_Supplied entries:_
╭──

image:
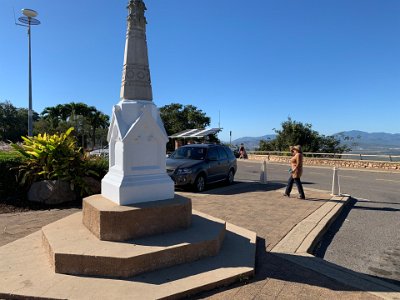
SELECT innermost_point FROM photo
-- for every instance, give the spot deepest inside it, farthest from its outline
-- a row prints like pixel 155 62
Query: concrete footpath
pixel 287 228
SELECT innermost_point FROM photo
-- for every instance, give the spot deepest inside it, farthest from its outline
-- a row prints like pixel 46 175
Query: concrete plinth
pixel 26 273
pixel 72 249
pixel 102 217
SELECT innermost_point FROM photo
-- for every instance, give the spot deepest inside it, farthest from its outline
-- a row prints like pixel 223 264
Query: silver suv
pixel 197 165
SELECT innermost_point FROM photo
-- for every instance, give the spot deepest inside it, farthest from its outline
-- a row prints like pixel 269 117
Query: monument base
pixel 126 190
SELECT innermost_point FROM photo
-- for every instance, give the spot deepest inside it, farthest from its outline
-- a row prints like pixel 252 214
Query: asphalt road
pixel 366 237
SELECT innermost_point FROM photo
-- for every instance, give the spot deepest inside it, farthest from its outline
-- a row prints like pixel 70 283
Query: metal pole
pixel 30 113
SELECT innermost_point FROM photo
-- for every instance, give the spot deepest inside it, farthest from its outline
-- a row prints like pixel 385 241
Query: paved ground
pixel 260 208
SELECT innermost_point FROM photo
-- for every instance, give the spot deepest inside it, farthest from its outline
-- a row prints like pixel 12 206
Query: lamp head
pixel 30 13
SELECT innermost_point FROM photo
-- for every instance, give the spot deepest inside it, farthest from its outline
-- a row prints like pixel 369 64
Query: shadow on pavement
pixel 327 239
pixel 240 187
pixel 280 268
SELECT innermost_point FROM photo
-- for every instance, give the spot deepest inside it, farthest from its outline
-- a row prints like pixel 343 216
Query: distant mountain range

╰──

_Directions for this task:_ Write out all of the data above word for word, leaving the picture out.

_Right answer:_
image:
SELECT innermost_point FROM photo
-- for every instance, give the spot deepest inside it, farthest from its outline
-- a row prints like pixel 155 62
Query: concrete footpath
pixel 287 228
SELECT innermost_point FROM photo
-- for every instance, give the spot deepest inside it, farthest from its outline
-- a row prints like pixel 46 175
Query: concrete plinth
pixel 26 273
pixel 72 249
pixel 102 217
SELECT innermost_point FROM photo
-- for every instance, give the spot deepest inside it, farthest from its outline
-- a row prints like pixel 223 264
Query: silver suv
pixel 197 165
SELECT innermost_point FROM photo
-- for every instance, give the spot deepest inside it, farthest from its outline
-- a row prints like pixel 269 117
Query: monument base
pixel 126 190
SELECT innermost_point FROM photo
-- for every instance, give the spot deepest inside it, farthest from its outline
-- a row prints like pixel 252 214
Query: asphalt road
pixel 366 237
SELECT innermost_point FROM photo
-- for every instance, give the spot deepest inside it, farthest from its outline
-- a row prints like pixel 70 283
Query: metal pole
pixel 30 113
SELECT innermost_point FROM photo
-- for every instance, give the spot deepest inside it, farthest from its outline
-- a row prints like pixel 385 241
Query: paved ground
pixel 260 208
SELECT innermost_point FROM photo
-- for every instance, give the spot deepest inside it, farthest from its outline
-- a row prints like pixel 12 206
Query: lamp head
pixel 30 13
SELECT innermost_point FROM photo
-- for every instance, give the spot deepest inside it, farthest from its outline
-- a row prints like pixel 369 64
Query: shadow on pavement
pixel 327 239
pixel 240 187
pixel 280 268
SELECT innermost_point FROM photo
-- for every instance, give the spot deepest inside it, farthest from its outline
-- a row prints like pixel 343 216
Query: distant mountain range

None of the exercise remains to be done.